*TEXT UNDER STUDY*
===============

Two people died at the Electric Daisy Carnival in Las Vegas. EDC is a house/techno music festival (known for it’s heavy drug use), and now the concert coordinators are worried about the future of the event because of the deaths. Click below to find out what happened.
Organizers of a huge electronic music party in Las Vegas don’t think the deaths of two revelers last week will threaten the event’s future there.
Erika Raney, spokeswoman for Electric Daisy Carnival producer Insomniac, said her company goes out of its way to provide ample security and medical personnel, and was not responsible for the deaths.
“We are deeply saddened by the two tragedies that occurred last week in Las Vegas outside Electric Daisy Carnival,” she told The Associated Press in a statement. “The two tragedies occurred beyond the festival’s walls as well as beyond Insomniac’s control and these incidents will not threaten the future of EDC in Las Vegas.”
A 31-year-old Florida man died Saturday at a Las Vegas hospital from injuries suffered when he was struck by a truck when leaving the rave Monday morning. Friends say the man, whose name hasn’t been released, had been drinking before the accident.
Authorities confirmed Friday that Emily McCaughan, a pre-med student at the University of Arizona, died early Monday after falling from her 27th floor Las Vegas hotel room to a third-floor roof.
Family members told the Las Vegas Review-Journal that the 22-year-old McCaughan suffered paranoid delusions after taking ecstasy at the three-day festival, which drew roughly 320,000 people before ending last Monday morning.

===============

*DATA EXCERPTS*

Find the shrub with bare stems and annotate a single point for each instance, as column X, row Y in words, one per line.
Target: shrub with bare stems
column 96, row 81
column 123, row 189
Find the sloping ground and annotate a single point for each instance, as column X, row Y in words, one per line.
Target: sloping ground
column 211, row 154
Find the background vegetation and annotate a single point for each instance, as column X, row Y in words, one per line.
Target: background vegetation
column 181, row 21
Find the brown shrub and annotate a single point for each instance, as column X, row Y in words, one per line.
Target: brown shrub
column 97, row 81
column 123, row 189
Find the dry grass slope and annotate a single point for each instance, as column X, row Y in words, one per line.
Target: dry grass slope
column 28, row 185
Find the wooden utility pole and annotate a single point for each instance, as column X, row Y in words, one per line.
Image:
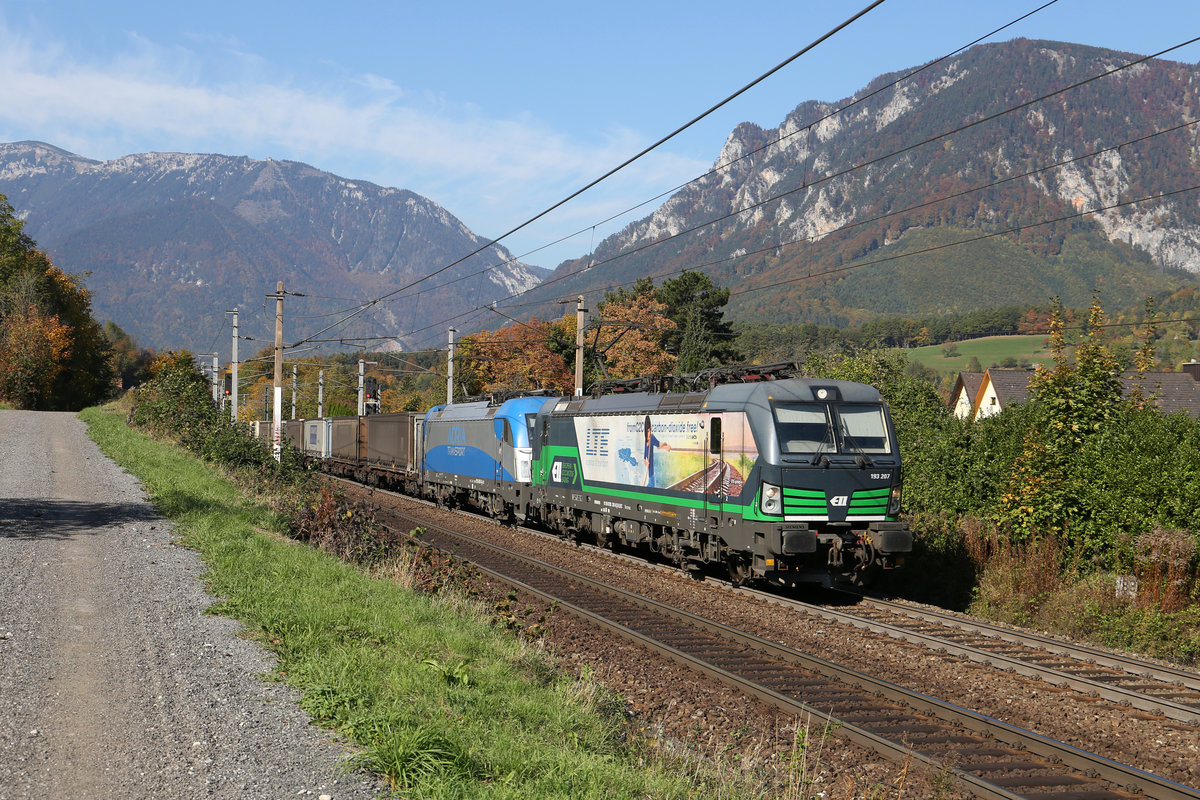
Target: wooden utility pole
column 277, row 401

===============

*TASK BRIEF*
Quote the Electric Daisy Carnival report above from "Family members told" up to and including "last Monday morning.".

*EXPECTED ANSWER*
Family members told the Las Vegas Review-Journal that the 22-year-old McCaughan suffered paranoid delusions after taking ecstasy at the three-day festival, which drew roughly 320,000 people before ending last Monday morning.